Excerpt provided:

=====

Mission Impossible: Dead Reckoning star, Tom Cruise, is both an actor and a producer in the Film Industry. He started his career in 1981 where he took on small parts in movies, such as Endless Love (1981), Taps (1981), and The Outsiders (1983). Later that year, his breakout role was as the protagonist in the hit film, Risky Business. Then, the release of Top Gun (1985) would solidify him as a superstar. Next, Mission Impossible (1996) would then be his first producing credit in cinema. Since then, he has produced nearly every film he has starred in to secure his creative vision on each project. This experience in both roles prompted the Hollywood figurehead to lobby to producers to find a solution to the Actors strike.

Currently, SAG-AFTRA (Screen Actors Guild – American Federation of TV & Radio Artists) and its 160,000 members have been on strike for less than a week. The protest has led to multiple US-based and overseas film projects being shut down as a result. The Writer’s Strike that began three months prior may have slowed down many film productions, but the Actors strike has nearly brought Hollywood to a standstill.

Here are four reasons for the Actors strike:
- There is not a proper calculation on residual payment collection from streaming services. Many actors have been paid a baseline-fee formula from streaming companies. Yet, most professionals feel the residual payments are not being reflected accurately based on the released viewership metrics. They seek more transparency on how studios determine their residual payments.

=====

Dataset extract:
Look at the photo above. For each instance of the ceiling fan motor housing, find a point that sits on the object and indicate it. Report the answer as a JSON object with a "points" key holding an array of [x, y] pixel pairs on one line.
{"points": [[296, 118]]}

=====

Exercise:
For the text about Tom Cruise and the Actors strike, decide whether each statement agrees with it: (a) SAG-AFTRA has 160,000 members; (b) the Writer’s Strike began after the Actors strike; (c) Mission Impossible (1996) was Cruise's first producing credit. Answer yes or no for each, quoting the words of the text that decide it. The listing is separate material and has no connection to the text about the Actors strike.

Task response:
(a) Yes: "SAG-AFTRA (Screen Actors Guild – American Federation of TV & Radio Artists) and its 160,000 members"
(b) No: "The Writer’s Strike that began three months prior"
(c) Yes: "Mission Impossible (1996) would then be his first producing credit in cinema"